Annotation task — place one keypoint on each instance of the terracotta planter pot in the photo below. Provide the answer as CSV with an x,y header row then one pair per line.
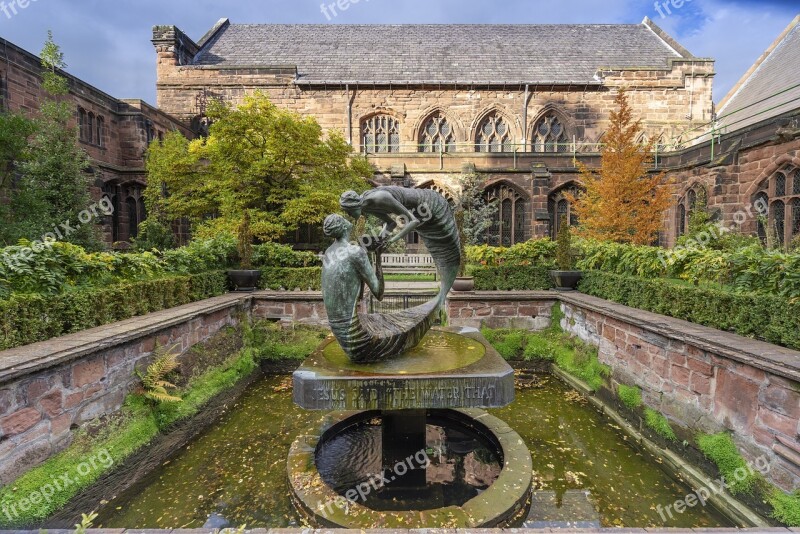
x,y
466,283
566,280
244,280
.....
◆ Aim ◆
Copy out the listing above word for word, without the picture.

◆ The response ◆
Annotation task — place one keypoint on each instance of the terracotta planter pot in the photo below. Provide the answer as CSV with an x,y header row then one pair per line.
x,y
466,283
566,280
244,280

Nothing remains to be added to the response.